#### SOURCE:

## start

Post Forum

Robert Guest, US Editor - The Economist, in conversation with: Paul Polman, CEO - Unilever.

Detail

Paul Polman, Unilever
2014

RG: You talked about the value of humility within multinational corporations; that they should feel able to ask for help in achieving their ethical or environmental goals. Please could you elaborate? Perhaps you could give some examples of how multinational firms can work co-operatively with NGOs?
 
PP: The big social and environmental problems that the world faces today are too complex for any one government or any one company, however large or powerful, to tackle alone. The 2013 progress report of the Millennium Development Goals (i) demonstrates that we still live in a world where 1.2 billion people live in extreme poverty; one billion go to bed hungry each night; and 200 million are unemployed – 73 million of them being young people below the age of 24. Globally we need to create 600 million jobs by 2020 – and generate opportunities for the estimated 3.5 billion people who will make up the global workforce by 2030.
 
Action is needed on a very big scale. Civil society, governments and business must work together to create a demand for sustainable and ethical goods and services. Partnerships based on respect and mutual accountability are essential to move beyond pilot schemes and drive through bigger projects.
 
A great example is the Scaling Up Nutrition initiative, which, since its launch in 2010, has brought together multinational food companies and hundreds of other partners across 43 countries to create a movement for addressing malnutrition, especially in children. As a single company, we could not achieve that alone. Another example is the GAVI initiative, a public-private partnership focused on saving children's lives and protecting people's health by increasing access to immunisation in poor countries.
 
The private sector can help deliver responsible, equitable growth when it makes inclusive business part of its operating model. We have discovered that to do this well, you have to go right back to the beginning of the supply chain. In our Unilever Sustainable Living Plan, we have committed ourselves to engage with at least 500 000 smallholder farmers and help them improve the way they grow the food they sell us. We support multistakeholder initiatives like the New Vision for Agriculture, which has already resulted in national partnership programmes in twelve countries to achieve sustainable agricultural growth.
 
Connecting smallholders (including women) into larger supply chains is an integral part of these programmes. As a result, this year, Unilever and the Government of Tanzania have agreed to establish an ambitious partnership to reinvigorate the Tanzanian tea industry, creating 5,000 jobs, developing 6,000 hectares of smallholder tea farms and thereby improving the incomes and lives of approximately 30,000 people. Another example is the Tropical Forest Alliance, an industry coalition created to fight deforestation, which accounts for 17 per cent of global warming.

## end

#### ENTRIES PROVIDED:
## start

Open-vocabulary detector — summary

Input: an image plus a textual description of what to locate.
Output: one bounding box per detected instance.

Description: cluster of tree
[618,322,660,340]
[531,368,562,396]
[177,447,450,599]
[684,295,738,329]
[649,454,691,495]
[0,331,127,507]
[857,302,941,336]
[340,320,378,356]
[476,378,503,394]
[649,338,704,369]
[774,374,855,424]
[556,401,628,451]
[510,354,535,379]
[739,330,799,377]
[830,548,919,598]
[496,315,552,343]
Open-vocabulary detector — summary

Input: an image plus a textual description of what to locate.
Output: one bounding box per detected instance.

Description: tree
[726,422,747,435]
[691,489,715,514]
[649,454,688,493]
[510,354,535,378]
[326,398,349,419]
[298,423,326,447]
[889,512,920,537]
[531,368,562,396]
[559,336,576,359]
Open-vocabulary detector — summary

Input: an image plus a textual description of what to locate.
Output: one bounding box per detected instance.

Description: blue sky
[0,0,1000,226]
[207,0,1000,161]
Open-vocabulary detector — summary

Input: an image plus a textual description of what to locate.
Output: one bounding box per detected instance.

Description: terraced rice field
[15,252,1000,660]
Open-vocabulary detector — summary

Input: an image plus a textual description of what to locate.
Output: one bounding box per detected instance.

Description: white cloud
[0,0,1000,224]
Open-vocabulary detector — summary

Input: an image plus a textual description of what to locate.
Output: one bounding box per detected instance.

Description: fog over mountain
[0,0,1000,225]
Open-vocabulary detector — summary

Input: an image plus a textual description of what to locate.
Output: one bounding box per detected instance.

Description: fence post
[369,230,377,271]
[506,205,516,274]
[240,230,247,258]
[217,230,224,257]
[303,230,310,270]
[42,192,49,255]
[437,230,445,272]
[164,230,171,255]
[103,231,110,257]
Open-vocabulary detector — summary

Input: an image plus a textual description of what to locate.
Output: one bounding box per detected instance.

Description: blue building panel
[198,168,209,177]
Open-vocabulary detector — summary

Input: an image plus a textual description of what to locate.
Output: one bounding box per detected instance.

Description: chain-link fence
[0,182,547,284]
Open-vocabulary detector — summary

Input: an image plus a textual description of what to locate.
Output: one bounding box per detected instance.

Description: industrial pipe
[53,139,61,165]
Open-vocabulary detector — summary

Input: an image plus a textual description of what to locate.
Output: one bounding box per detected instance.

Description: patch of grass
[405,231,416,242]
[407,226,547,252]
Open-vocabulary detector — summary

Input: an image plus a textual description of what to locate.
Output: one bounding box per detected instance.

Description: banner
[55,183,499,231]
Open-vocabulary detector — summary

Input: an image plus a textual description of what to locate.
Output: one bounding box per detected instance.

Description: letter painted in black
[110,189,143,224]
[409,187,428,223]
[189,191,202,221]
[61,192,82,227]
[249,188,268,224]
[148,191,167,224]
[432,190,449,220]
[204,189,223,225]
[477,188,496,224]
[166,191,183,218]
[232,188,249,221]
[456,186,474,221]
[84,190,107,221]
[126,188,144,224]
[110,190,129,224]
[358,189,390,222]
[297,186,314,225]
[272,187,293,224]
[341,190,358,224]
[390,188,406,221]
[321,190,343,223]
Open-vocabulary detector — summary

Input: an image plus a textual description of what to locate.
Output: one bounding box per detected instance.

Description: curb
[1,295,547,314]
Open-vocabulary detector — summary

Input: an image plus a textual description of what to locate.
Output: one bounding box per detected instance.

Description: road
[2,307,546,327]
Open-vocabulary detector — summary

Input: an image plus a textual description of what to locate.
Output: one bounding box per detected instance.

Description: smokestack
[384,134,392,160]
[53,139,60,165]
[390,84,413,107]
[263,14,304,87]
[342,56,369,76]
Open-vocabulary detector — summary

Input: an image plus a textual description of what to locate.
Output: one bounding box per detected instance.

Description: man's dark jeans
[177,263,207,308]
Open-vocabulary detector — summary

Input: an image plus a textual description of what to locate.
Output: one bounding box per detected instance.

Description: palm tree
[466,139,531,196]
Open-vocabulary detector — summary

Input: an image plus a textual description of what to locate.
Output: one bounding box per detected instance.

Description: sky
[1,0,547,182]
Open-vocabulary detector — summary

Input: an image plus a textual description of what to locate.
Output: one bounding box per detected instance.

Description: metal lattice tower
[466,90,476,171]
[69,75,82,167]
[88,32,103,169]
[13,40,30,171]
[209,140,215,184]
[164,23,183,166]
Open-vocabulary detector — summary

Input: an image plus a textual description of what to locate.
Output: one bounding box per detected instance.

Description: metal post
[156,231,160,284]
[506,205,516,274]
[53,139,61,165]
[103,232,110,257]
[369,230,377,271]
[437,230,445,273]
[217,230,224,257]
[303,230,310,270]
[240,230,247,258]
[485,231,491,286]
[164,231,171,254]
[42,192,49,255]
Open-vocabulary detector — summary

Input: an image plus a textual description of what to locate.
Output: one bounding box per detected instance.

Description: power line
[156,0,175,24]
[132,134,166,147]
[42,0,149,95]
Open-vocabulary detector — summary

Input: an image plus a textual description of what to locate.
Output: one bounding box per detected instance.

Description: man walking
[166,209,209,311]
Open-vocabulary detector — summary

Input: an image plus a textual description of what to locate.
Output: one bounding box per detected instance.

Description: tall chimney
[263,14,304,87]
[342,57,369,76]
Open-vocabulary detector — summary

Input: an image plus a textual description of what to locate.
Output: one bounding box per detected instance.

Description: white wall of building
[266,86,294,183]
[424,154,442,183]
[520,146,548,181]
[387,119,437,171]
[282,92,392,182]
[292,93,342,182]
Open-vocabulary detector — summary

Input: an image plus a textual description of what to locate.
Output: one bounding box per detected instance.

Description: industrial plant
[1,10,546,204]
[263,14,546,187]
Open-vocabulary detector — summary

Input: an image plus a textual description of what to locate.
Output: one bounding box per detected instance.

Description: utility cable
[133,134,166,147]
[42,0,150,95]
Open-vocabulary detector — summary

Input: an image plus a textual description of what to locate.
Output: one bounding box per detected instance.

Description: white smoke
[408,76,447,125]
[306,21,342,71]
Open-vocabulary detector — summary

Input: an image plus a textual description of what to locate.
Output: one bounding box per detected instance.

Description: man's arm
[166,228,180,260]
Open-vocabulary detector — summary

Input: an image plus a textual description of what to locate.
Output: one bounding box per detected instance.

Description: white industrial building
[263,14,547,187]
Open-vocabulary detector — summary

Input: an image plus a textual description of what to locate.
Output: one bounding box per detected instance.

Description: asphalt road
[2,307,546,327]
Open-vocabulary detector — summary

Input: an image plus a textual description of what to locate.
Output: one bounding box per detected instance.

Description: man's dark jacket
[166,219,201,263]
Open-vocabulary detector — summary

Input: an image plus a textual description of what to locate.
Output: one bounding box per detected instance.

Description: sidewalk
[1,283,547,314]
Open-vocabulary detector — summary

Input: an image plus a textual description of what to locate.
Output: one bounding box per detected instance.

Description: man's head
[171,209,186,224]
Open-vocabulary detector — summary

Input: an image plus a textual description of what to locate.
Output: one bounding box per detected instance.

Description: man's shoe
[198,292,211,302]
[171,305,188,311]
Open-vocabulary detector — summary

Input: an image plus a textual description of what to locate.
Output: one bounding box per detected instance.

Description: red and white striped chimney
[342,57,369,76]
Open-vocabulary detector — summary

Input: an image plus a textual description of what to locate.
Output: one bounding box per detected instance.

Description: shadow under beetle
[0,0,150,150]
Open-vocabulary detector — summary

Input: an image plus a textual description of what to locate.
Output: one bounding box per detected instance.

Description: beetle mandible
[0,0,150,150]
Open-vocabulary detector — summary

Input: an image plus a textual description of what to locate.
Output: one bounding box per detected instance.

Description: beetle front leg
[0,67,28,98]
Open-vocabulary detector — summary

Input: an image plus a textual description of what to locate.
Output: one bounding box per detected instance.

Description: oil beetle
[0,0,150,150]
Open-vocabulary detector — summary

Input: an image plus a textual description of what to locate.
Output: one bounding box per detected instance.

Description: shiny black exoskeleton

## end

Could you print the part of the interview starting with "Paul Polman, Unilever" and going on through "co-operatively with NGOs?"? The material stands apart from the interview and has no connection to it.

Paul Polman, Unilever
2014

RG: You talked about the value of humility within multinational corporations; that they should feel able to ask for help in achieving their ethical or environmental goals. Please could you elaborate? Perhaps you could give some examples of how multinational firms can work co-operatively with NGOs?